Your tasks:
**a.** Translate this sentence from the DocStruct overview into Spanish: "Each output block carries a provenance label (parser, ocr, or fused) enabling downstream auditability."
**b.** Replace "Rust" with "Go" and write out the stretch of the DocStruct overview from "The system is" through "enabling downstream auditability.".
**c.** Please carry the DocStruct overview on from its final sentence.

Given text:

⟨

DocStruct is a document structure recovery system that combines native PDF parsing with optical character recognition (OCR) through a dual-track fusion pipeline. It produces structured, provenance-annotated outputs from heterogeneous document formats including PDF, DOCX, PPT, and PPTX.
For documentation in Korean, refer to docs/README.ko.md.
- Abstract
- System Architecture
- Processing Pipeline
- Module Descriptions
- Page Classification
- Installation
- Usage
- Output Specification
- Configuration Reference
- Development and Testing
- Known Limitations
- Release Policy
- Contributing
Document digitization workflows frequently encounter a fundamental tension: native PDF text extraction preserves layout fidelity for programmatically generated files but fails on scanned or image-rendered content, whereas OCR provides broad coverage at the cost of increased error rates and hallucination risk. DocStruct addresses this problem through a dual-track, evidence-fusion architecture in which a parser track and an OCR track operate independently per page, and a dedicated fusion engine resolves conflicts by geometric alignment, textual similarity scoring, and source-aware confidence heuristics.
The system is implemented in Rust with a Python OCR bridge, supports Korean-specific normalization (Hangul composition, decomposed jamo degradation scoring), and exports results in JSON, Markdown, plain text, and annotated debug HTML. Each output block carries a provenance label (parser, ocr, or fused) enabling downstream auditability.
Figure 1 provides a high-level component view of DocStruct, illustrating the three principal subsystems and their external dependencies.

⟩

Information provided:
⟨

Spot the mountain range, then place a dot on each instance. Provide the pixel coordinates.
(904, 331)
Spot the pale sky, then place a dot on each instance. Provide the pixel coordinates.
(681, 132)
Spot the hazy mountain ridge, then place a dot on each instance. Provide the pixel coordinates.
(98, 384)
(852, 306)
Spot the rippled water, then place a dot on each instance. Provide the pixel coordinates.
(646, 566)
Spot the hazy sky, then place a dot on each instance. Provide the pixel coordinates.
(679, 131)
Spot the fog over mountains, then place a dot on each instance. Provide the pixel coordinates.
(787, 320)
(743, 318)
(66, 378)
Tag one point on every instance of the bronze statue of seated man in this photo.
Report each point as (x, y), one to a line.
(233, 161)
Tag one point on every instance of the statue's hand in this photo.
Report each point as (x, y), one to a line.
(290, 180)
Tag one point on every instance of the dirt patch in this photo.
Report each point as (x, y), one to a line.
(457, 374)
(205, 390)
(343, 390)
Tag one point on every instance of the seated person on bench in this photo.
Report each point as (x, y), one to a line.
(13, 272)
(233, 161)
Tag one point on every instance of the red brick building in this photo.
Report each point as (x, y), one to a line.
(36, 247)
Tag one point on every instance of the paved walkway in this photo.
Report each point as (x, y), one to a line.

⟩

Expected responses:
**a.** Cada bloque de salida lleva una etiqueta de procedencia (parser, ocr o fused) que permite la auditabilidad posterior.

**b.**
The system is implemented in Go with a Python OCR bridge, supports Korean-specific normalization (Hangul composition, decomposed jamo degradation scoring), and exports results in JSON, Markdown, plain text, and annotated debug HTML. Each output block carries a provenance label (parser, ocr, or fused) enabling downstream auditability.

**c.**
graph TB
subgraph Input["Input Layer"]
I1[PDF]
I2[DOCX]
I3[PPT / PPTX]
end
subgraph Core["DocStruct Core · Rust"]
direction TB
CFG[PipelineConfig]
PL[pipeline::build_document]
subgraph Parser["Parser Track"]
PR[pdf_reader]
PL2[parser::layout_builder]
HG[hangul normalizer]
end
subgraph OCR["OCR Track"]
RND[ocr::renderer\nPageRenderer]
BRG[ocr::bridge\nOcrBridge]
OLB[ocr::layout_builder]
end
subgraph Fusion["Fusion Engine"]
ALN[align · IoU / centroid]
CMP[compare · text similarity]
RSV[resolve · conflict resolution]
FNL[finalize · page class]
end
subgraph Export["Export Layer"]
EJ[JSON]
EM[Markdown]
ET[Plain Text]
EH[Debug HTML]
end
end
subgraph Ext["External Runtime Dependencies"]
PP[poppler-utils\npdftotext · pdftoppm · pdfinfo]
TS[Tesseract OCR\neng · kor · …]
PY[Python Bridge\nocr_bridge.py\nOpenCV · pytesseract · pix2tex]
end
Input --> CFG
CFG --> PL
PL --> Parser
PL --> OCR
Parser --> Fusion
OCR --> Fusion
Fusion --> Export
PR --> PP
RND --> PP
BRG --> PY
PY --> TS
Figure 1 — Component architecture of DocStruct. Arrows indicate data flow; dashed boundaries group logical subsystems.
Figure 2 details the per-page processing sequence from raw input to structured, fused output.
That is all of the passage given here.